## ÉNONCÉ A
Dites si chacun des énoncés (i), (ii) et (iii) s’accorde avec l’extrait sur Rachel Labastie et Nicolas Delprat, en répondant par oui ou par non et en citant fidèlement les mots du texte qui tranchent. (i) Les deux artistes se sont rencontrés aux Beaux-Arts de Lyon. (ii) Ils habitent Lyon depuis plusieurs années. (iii) Leurs ateliers se trouvent loin de leur appartement.

Rachel Labastie & Nicolas Delprat.

L’un tout contre l’autre, à l’épreuve du monde.

Par Anne Kerner, commissaire de l’exposition.

 

Ils se sont rencontrés aux Beaux-Arts de Lyon et depuis ne se sont plus quittés. Rachel Labastie et Nicolas Delprat vivent depuis plusieurs années à Bruxelles. De l’appartement, quelques marches à descendre et les voilà dans leurs ateliers de peinture et de sculpture. Ils travaillent l’un près de l’autre. S’épaulent et se conseillent. Pour oeuvrer au plus proche de leur désir, de leur engagement, de leur nécessité.

## LISTE

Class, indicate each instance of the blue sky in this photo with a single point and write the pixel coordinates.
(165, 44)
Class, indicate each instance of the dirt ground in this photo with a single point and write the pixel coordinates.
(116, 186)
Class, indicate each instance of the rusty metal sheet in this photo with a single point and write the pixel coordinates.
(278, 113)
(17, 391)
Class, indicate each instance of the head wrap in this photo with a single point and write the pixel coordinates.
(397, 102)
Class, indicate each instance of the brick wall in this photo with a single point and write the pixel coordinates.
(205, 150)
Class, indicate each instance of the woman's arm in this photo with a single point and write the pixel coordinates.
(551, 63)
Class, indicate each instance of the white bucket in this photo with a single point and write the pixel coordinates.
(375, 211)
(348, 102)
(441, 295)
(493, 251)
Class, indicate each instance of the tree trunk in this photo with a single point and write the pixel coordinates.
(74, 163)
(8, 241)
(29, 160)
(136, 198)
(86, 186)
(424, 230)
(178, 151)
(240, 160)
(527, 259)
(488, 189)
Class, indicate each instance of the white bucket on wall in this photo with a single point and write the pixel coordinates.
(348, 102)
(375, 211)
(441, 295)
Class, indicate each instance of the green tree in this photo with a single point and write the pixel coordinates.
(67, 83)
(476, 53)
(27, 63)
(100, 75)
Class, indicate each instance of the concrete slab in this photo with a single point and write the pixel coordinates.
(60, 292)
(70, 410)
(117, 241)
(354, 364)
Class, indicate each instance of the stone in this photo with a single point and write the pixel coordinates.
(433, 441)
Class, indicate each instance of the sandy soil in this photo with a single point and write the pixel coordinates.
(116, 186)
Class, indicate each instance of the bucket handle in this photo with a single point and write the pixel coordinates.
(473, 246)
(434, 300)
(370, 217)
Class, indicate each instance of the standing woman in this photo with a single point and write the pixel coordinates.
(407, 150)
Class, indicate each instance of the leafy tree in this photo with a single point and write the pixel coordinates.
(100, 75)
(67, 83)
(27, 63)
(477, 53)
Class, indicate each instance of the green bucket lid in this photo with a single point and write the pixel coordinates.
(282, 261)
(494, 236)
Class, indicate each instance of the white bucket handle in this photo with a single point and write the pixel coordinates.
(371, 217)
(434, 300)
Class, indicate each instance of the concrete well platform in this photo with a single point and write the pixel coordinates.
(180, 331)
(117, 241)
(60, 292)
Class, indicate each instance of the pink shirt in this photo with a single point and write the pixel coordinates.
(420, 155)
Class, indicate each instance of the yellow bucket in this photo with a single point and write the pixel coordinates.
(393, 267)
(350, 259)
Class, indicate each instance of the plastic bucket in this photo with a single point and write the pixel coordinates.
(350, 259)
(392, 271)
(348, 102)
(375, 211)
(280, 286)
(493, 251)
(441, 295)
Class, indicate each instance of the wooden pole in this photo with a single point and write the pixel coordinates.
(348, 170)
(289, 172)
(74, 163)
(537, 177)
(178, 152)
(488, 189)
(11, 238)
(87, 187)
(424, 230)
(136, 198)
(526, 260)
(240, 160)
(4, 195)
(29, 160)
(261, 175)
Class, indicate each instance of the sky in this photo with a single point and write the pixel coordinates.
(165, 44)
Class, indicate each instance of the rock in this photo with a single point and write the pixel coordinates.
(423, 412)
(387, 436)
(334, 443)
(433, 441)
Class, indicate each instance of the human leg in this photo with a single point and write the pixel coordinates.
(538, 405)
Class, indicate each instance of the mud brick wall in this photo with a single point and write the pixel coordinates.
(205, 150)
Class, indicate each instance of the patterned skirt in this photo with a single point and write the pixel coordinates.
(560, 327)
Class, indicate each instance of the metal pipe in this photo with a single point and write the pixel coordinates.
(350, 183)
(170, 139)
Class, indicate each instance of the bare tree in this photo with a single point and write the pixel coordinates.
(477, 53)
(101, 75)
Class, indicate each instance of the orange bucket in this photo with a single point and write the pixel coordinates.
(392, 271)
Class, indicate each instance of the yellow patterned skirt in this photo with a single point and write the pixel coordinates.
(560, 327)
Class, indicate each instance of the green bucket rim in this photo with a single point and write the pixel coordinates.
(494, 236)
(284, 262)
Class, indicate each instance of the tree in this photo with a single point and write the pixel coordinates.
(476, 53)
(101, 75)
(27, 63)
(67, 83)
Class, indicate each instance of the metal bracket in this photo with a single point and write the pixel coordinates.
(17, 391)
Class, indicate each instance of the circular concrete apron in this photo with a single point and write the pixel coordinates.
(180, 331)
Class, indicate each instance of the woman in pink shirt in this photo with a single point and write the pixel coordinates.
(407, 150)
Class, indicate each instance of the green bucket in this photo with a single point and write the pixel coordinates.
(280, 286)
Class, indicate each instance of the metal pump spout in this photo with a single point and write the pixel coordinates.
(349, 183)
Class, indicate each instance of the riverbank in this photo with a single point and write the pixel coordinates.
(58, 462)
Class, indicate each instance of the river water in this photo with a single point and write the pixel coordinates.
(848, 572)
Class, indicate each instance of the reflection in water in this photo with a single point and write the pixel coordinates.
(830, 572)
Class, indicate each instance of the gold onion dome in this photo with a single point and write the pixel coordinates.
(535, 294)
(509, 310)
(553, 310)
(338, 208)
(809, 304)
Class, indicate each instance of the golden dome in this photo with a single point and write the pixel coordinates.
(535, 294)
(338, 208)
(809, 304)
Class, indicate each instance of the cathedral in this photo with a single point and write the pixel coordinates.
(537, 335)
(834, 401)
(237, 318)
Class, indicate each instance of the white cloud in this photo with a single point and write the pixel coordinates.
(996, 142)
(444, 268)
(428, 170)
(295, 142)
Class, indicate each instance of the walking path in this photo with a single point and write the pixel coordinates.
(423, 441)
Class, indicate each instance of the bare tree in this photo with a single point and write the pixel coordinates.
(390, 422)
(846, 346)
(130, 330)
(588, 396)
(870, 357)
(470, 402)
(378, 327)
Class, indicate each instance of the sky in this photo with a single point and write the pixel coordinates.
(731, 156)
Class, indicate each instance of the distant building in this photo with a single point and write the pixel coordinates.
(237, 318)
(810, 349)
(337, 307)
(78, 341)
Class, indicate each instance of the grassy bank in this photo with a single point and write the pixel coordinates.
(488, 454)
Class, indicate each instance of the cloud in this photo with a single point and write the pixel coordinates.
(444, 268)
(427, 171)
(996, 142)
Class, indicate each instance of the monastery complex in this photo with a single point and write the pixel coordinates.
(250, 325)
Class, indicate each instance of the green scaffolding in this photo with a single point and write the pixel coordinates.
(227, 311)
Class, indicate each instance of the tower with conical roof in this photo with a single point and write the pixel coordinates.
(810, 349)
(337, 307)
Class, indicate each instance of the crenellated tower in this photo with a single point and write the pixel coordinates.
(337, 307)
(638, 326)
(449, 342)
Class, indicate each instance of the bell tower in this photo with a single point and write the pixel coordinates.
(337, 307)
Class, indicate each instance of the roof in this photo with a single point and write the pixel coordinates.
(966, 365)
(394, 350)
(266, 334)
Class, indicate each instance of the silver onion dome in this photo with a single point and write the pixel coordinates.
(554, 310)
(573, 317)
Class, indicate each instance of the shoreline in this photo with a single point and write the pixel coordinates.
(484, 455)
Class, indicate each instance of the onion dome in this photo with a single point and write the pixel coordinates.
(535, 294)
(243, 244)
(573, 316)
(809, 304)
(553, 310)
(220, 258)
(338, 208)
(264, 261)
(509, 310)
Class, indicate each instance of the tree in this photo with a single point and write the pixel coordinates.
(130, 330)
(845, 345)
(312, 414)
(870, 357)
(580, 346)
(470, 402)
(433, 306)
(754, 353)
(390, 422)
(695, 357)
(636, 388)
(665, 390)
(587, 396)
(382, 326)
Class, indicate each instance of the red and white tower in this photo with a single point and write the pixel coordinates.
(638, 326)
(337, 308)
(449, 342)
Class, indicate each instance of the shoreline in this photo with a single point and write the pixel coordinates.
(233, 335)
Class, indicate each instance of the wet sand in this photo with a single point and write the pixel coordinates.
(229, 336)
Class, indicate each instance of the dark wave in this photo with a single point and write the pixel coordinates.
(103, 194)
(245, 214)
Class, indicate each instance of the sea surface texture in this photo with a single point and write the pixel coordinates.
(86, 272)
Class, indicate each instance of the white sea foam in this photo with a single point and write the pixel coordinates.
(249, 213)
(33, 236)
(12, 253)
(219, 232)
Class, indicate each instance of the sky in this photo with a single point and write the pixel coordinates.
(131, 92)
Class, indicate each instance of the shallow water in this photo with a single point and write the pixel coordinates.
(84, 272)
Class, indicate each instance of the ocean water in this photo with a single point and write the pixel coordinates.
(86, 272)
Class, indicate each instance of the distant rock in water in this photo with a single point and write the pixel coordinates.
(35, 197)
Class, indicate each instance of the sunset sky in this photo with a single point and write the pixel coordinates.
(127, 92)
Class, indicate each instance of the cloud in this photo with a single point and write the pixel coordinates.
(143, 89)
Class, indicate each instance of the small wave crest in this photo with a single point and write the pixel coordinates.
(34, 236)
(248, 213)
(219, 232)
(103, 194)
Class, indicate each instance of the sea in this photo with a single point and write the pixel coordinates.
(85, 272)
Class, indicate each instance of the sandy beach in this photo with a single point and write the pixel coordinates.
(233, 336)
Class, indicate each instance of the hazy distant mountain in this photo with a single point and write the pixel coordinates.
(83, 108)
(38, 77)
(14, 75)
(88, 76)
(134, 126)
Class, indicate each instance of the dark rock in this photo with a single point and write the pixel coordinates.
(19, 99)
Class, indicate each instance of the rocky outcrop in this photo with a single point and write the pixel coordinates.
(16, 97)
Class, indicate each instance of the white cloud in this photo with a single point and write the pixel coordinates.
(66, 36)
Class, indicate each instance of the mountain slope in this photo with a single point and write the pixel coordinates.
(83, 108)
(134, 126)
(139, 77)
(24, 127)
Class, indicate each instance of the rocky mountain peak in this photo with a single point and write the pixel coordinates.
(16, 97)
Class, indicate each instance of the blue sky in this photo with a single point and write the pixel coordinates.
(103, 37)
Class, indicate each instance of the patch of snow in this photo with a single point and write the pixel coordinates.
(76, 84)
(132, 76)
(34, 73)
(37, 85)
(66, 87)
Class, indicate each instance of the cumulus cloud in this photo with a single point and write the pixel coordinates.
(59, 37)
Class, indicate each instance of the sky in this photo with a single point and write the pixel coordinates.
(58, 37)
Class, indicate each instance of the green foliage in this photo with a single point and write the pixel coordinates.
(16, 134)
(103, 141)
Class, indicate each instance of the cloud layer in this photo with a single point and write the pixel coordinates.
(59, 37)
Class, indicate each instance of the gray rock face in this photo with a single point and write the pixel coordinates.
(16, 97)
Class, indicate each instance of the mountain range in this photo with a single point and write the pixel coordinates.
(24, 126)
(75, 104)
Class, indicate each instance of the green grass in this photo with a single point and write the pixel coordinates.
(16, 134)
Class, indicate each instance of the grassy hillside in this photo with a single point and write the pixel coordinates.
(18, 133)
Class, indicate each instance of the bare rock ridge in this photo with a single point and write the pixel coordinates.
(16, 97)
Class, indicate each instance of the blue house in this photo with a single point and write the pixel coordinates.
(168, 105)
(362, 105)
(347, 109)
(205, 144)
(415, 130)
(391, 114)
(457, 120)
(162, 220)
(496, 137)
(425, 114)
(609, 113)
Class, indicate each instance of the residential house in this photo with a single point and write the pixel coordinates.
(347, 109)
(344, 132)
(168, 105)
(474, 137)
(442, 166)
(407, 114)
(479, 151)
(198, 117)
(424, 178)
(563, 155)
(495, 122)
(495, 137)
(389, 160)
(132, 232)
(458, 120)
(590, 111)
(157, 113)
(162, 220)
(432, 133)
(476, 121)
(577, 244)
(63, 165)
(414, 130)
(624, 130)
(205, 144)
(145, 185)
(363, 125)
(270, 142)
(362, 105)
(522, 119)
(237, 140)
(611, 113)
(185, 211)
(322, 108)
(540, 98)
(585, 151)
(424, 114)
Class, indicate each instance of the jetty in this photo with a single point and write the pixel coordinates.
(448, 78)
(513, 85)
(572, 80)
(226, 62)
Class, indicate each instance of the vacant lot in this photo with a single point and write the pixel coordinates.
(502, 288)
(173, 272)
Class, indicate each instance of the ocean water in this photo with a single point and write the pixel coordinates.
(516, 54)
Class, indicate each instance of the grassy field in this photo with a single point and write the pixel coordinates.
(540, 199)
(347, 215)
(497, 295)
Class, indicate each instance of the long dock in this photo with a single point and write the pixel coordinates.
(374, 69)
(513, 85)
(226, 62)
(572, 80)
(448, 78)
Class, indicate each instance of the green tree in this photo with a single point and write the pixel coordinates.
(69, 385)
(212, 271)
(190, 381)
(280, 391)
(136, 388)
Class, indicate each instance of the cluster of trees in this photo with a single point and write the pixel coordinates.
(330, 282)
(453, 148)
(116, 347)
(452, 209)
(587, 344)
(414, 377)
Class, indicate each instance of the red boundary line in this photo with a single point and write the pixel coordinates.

## ÉNONCÉ B
Affichez chaque ligne des enregistrements qui contient la chaîne « yellow », en tenant compte de la casse.

## RÉPONSE A
(i) Oui : « Ils se sont rencontrés aux Beaux-Arts de Lyon ».
(ii) Non : « Rachel Labastie et Nicolas Delprat vivent depuis plusieurs années à Bruxelles ».
(iii) Non : « De l’appartement, quelques marches à descendre et les voilà dans leurs ateliers de peinture et de sculpture ».

## RÉPONSE B
Class, indicate each instance of the yellow bucket in this photo with a single point and write the pixel coordinates.
Class, indicate each instance of the yellow patterned skirt in this photo with a single point and write the pixel coordinates.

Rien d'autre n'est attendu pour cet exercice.